■ What you should do
Leaving nothing out, set down all the data exactly.

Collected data
————

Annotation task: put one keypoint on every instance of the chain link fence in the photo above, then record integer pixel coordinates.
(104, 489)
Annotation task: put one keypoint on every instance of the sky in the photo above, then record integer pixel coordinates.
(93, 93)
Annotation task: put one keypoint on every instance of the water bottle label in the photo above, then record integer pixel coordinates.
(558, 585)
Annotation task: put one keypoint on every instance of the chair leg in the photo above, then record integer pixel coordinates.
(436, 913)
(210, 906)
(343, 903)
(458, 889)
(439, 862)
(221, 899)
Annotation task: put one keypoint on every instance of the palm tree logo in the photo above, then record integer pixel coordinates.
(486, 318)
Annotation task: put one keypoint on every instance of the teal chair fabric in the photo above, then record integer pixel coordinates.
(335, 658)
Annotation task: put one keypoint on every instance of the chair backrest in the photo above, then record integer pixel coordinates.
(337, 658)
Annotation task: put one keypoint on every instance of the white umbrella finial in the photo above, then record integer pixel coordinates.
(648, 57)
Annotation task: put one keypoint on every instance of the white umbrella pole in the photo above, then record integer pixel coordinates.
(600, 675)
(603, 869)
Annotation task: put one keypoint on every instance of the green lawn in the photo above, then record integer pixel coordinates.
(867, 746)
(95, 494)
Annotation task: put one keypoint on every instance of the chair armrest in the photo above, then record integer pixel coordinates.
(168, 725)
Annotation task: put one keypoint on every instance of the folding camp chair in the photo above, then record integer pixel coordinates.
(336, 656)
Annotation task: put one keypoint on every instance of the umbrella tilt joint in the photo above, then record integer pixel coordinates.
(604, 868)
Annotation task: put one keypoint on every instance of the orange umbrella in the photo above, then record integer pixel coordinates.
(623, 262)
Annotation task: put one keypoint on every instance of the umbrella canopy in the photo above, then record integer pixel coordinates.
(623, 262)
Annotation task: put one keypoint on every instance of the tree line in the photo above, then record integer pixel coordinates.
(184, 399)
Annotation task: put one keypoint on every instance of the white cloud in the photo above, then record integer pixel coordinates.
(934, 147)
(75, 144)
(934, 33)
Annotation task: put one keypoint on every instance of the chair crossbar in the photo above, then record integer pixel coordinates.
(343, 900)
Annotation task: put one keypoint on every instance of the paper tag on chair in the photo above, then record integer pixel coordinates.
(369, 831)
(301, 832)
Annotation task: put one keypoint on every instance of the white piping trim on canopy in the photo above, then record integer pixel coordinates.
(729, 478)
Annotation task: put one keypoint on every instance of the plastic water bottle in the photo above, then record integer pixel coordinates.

————

■ Response to the task
Annotation task: put one keypoint on every instance of the chain link fence in the photo above, then record integer pixel coordinates.
(104, 489)
Annotation task: put one keypoint on every instance of the sky in the photo above, then record integer pixel coordinates.
(93, 93)
Annotation task: put one keypoint on every instance of the water bottle label in the photo above, then record integer pixel coordinates.
(558, 585)
Annotation task: put one keypoint on every instance of the chair leg in the photo above, then record integer pixel coordinates.
(436, 913)
(210, 906)
(343, 903)
(458, 889)
(439, 862)
(221, 899)
Annotation task: put one keypoint on every instance of the palm tree logo in the photo above, then record integer pixel coordinates.
(486, 318)
Annotation task: put one keypoint on every instance of the teal chair fabric in the photo above, then record integer pixel coordinates.
(335, 658)
Annotation task: put one keypoint on every instance of the chair backrest in the photo above, then record integer pixel coordinates.
(337, 658)
Annotation task: put one keypoint on every instance of the white umbrella finial in the photo above, then record integer pixel coordinates.
(648, 57)
Annotation task: put one keypoint on every instance of the white umbrella pole in the photo above, then record integer pixel coordinates.
(600, 675)
(603, 869)
Annotation task: put one keypoint on every instance of the green lawn in the photo above, then record integer pixel coordinates.
(867, 746)
(95, 494)
Annotation task: put one keypoint on every instance of the chair armrest in the photo above, then record integer pixel coordinates.
(168, 725)
Annotation task: put one keypoint on every instance of the folding camp chair in the photo above, then record integer pixel coordinates.
(336, 656)
Annotation task: put one keypoint on every instance of the umbrella tilt joint in the photo above, then record integer pixel coordinates.
(604, 868)
Annotation task: put one keypoint on every instance of the orange umbrella in the photo above, then record integer pixel coordinates.
(623, 262)
Annotation task: put one keypoint on every instance of the umbrella canopy in the photo above, then record integer pixel coordinates.
(623, 262)
Annotation task: put one keypoint on every instance of the tree line in the photo above, then record integer pixel coordinates.
(184, 399)
Annotation task: put one keypoint on every instance of the white cloud in the photo above, then record integer pixel coordinates.
(934, 147)
(75, 144)
(934, 33)
Annotation task: put one keypoint on every instance of the chair crossbar in the photo above, then record integer pixel coordinates.
(343, 900)
Annotation task: put one keypoint on every instance of the paper tag on chair in the photo above, then record integer pixel coordinates.
(369, 831)
(301, 832)
Annotation task: put one keypoint on every instance of the white piping trim on canopy in the photo above, then record integer pixel coordinates.
(729, 478)
Annotation task: put one keypoint on every instance of the plastic water bottle in the photo above, then record integer pixel coordinates.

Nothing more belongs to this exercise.